Stored data:
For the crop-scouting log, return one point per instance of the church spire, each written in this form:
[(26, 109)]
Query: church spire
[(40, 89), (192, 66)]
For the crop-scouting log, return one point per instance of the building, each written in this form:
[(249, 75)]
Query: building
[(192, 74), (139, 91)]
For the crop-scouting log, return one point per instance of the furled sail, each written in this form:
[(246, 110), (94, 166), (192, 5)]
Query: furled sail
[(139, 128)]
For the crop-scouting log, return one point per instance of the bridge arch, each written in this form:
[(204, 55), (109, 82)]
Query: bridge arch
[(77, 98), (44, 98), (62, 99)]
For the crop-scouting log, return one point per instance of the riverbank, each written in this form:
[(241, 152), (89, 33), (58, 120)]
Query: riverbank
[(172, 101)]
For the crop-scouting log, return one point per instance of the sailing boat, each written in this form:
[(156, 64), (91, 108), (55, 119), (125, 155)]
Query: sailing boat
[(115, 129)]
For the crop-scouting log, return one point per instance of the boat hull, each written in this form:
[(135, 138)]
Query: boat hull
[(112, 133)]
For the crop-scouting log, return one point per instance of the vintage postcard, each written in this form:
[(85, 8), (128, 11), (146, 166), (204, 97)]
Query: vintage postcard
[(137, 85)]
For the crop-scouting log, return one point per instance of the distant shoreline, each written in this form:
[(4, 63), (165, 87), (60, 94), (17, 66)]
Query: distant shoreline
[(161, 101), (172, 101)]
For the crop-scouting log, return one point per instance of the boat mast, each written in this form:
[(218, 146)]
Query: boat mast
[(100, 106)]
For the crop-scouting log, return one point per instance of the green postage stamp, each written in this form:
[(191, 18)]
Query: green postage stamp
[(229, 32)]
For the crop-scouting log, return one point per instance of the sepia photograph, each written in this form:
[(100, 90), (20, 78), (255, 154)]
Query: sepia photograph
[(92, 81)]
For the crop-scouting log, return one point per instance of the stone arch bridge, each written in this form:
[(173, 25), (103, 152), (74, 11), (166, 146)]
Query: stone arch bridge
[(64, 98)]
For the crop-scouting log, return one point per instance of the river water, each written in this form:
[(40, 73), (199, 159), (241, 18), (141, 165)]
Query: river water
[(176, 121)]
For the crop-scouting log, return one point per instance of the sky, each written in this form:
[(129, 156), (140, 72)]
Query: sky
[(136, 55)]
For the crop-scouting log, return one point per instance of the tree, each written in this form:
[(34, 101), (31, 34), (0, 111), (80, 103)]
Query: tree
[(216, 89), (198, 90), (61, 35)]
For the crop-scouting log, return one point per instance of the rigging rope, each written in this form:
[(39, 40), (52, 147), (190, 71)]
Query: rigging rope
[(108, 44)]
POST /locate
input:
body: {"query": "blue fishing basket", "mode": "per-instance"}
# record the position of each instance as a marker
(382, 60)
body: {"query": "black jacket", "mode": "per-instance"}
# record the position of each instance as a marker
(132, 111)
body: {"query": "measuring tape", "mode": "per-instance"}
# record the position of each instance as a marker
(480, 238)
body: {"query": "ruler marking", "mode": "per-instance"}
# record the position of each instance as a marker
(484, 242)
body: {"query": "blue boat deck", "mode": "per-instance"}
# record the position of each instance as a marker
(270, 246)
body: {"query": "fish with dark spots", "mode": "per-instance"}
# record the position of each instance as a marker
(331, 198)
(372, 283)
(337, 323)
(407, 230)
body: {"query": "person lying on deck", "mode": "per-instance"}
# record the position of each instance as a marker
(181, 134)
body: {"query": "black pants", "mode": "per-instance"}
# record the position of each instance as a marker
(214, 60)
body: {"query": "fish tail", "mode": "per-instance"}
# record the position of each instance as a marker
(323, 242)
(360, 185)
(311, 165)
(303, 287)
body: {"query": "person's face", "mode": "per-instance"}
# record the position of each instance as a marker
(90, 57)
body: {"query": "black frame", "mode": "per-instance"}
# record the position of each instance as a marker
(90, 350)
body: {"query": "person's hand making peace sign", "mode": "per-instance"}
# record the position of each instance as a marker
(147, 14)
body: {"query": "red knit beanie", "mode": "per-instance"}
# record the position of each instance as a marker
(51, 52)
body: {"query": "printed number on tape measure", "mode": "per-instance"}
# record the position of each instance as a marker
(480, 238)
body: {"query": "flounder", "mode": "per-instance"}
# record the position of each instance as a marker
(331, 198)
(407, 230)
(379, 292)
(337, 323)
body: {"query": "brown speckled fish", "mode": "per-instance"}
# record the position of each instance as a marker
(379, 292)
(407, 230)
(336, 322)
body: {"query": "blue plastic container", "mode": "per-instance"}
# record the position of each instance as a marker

> **ASSIGNED TASK**: The answer must be all the lines above that hold the word "blue".

> **SOLUTION FOR THIS EXERCISE**:
body: {"query": "blue fishing basket", "mode": "per-instance"}
body: {"query": "blue boat deck", "mode": "per-instance"}
body: {"query": "blue plastic container", "mode": "per-instance"}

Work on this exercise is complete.